**Task brief:** Extract each line of the listing below that contains the word "circle". Only matches with the same letter case count.

**Provided data:**
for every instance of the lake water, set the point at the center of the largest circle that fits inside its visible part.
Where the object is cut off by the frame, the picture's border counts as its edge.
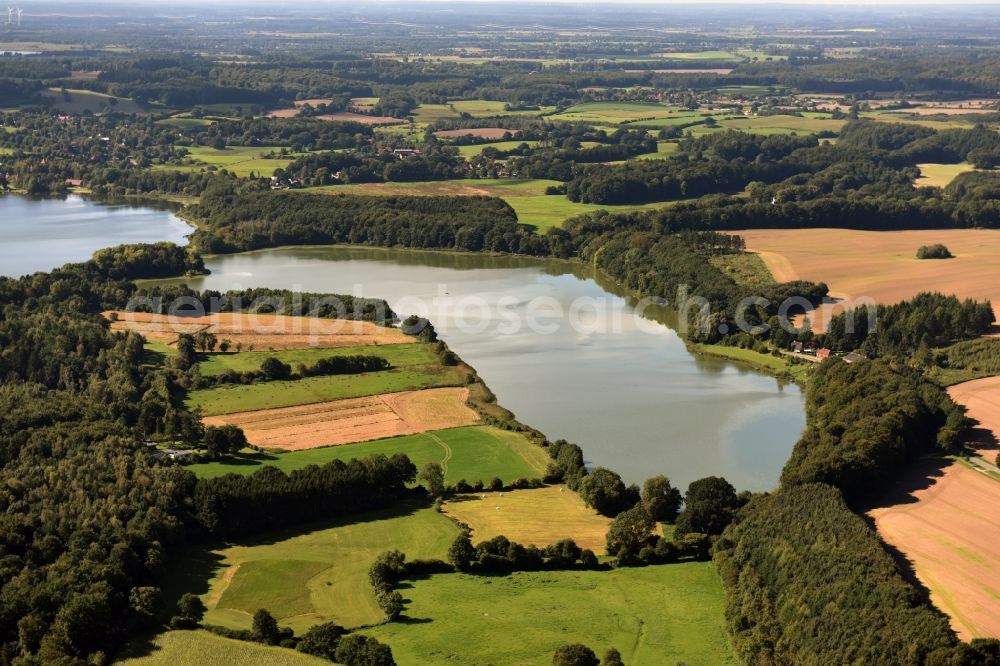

* * *

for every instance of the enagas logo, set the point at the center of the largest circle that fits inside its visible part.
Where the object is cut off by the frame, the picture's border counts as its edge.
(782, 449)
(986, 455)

**Answer to the problem:**
for every instance of the lake water, set the point at the center of the largest circle that fits inside its visible part.
for every instance of the enagas logo, set the point at the center of the largest circle that fits inside its visible part.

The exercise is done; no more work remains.